DATASET ENTRIES
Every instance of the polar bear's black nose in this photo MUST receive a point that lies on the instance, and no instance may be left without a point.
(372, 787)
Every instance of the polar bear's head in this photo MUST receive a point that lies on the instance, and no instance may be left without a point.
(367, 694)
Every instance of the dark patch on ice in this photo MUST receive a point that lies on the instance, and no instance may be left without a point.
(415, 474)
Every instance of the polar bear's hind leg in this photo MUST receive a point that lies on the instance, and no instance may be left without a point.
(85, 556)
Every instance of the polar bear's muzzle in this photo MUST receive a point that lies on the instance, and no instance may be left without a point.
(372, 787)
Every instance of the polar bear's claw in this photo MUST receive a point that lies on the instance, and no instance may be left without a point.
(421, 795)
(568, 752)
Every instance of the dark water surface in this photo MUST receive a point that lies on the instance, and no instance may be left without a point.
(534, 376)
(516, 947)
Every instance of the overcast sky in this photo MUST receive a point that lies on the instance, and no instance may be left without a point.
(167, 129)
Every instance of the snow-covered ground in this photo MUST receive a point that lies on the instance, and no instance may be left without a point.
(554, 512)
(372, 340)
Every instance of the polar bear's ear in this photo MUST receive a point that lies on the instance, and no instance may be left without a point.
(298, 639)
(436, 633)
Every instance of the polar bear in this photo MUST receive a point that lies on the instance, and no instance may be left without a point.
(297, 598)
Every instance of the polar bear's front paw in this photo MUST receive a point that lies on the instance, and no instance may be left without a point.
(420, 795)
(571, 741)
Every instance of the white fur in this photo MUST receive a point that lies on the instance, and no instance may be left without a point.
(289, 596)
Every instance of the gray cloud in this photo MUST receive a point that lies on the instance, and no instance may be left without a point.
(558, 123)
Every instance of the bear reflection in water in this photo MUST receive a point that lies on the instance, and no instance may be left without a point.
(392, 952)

SET PROBLEM
Begin at the line that has "Every instance of the dark water" and go through the end of the records. Arrange those records as a two-column CSV with columns input and output, one row per record: the record's text in input and its answer in output, each in a single quoted field with line breaks replaced by spaces.

SOLUTION TO THE PROBLEM
input,output
"Every instance of the dark water surface in this photo MUST receive a point that lies on the instance, and no instance may be left without a point.","(534, 376) (516, 947)"
"Every instance of the overcast sky in this photo MUST receive a point that lies on the instance, and no instance may be left without a point.","(167, 129)"
"Every instance of the snow-covered ground in this photo MUST receive a point that lies on the instance, and no instance may be left without a point.","(554, 512) (372, 340)"
"Every instance of the polar bear's ear in this photo MUST receive a point that lies on the instance, and no instance may be left without a point.","(298, 639) (436, 633)"
"Every instance of the polar bear in this photo MUST receive a point that lies on the instance, and no instance may be left without a point.","(297, 598)"
"Every instance of the polar bear's front paw in this photo MUST receive a point that lies on the instance, and no instance may be left without a point.","(420, 795) (571, 741)"
"Every instance of the white fur in this photo MUST receive a point that lies on the instance, and no instance may be left without a point.","(289, 596)"
"Every instance of the gray cloud in this photo MUST receive a point that lies on the instance, and no instance may be left without a point.","(558, 123)"
"Every instance of the bear reflection in water in this photo MUST receive a point that lies on the instance, and no instance may be left without a point.","(392, 952)"